### Written request
Show each line in the records below that contains the word "input".
____________________
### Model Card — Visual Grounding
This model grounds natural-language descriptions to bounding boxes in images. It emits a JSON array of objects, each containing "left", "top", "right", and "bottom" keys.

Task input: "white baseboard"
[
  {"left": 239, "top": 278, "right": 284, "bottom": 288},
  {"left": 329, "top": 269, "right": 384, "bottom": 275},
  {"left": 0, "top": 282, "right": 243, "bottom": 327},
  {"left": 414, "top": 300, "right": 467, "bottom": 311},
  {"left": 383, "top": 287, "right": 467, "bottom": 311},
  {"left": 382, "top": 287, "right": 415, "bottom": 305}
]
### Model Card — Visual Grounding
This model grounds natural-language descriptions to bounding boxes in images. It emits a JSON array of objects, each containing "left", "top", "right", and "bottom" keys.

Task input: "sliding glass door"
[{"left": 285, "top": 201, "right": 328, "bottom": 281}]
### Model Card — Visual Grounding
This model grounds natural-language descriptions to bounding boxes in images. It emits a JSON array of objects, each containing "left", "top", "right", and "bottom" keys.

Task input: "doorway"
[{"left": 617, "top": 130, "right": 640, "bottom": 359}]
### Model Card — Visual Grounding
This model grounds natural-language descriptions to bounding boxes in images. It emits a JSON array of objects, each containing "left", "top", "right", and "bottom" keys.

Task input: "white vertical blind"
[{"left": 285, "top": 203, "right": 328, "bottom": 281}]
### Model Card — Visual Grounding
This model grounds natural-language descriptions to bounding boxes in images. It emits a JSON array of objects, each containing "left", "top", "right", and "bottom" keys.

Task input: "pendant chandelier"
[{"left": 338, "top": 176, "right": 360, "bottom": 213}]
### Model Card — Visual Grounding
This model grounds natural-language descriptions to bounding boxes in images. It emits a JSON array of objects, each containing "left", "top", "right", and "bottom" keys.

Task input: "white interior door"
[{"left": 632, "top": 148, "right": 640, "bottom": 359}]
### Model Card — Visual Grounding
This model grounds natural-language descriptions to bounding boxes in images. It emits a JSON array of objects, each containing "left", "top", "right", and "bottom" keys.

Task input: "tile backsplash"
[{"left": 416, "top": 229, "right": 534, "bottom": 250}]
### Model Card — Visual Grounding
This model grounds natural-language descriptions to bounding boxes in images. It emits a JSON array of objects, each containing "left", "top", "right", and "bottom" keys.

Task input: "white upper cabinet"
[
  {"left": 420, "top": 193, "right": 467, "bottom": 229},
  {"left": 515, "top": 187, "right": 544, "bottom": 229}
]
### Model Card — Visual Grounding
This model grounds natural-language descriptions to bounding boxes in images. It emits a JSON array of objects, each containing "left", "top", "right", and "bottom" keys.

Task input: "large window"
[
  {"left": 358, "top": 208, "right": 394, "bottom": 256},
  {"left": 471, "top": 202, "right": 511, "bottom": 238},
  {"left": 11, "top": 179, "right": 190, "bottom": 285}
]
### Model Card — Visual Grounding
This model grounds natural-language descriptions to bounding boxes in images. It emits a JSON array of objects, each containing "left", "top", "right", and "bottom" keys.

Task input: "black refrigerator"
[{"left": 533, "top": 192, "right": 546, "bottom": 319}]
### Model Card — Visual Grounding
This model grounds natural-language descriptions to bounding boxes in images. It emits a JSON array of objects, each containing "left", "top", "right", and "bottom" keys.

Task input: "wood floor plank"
____________________
### Worked solution
Task input: "white baseboard"
Task input: "sliding glass door"
Task input: "doorway"
Task input: "white vertical blind"
Task input: "pendant chandelier"
Task input: "white interior door"
Task input: "tile backsplash"
Task input: "white upper cabinet"
Task input: "large window"
Task input: "black refrigerator"
Task input: "wood floor plank"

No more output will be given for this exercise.